What you need to do: Give every line of the rows below as a JSON list of strings, with one string per line and blank lines omitted.

Extracts from a box-labeled dataset
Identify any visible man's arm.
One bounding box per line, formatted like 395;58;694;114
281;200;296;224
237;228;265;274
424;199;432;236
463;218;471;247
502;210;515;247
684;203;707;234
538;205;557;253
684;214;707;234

Complete output:
[
  "Identify any visible man's arm.",
  "One bounding box per line, formatted like 395;58;694;114",
  "281;200;296;224",
  "237;228;265;274",
  "424;199;432;236",
  "463;218;471;247",
  "502;210;515;247",
  "684;203;707;234",
  "538;205;557;253",
  "684;214;707;234"
]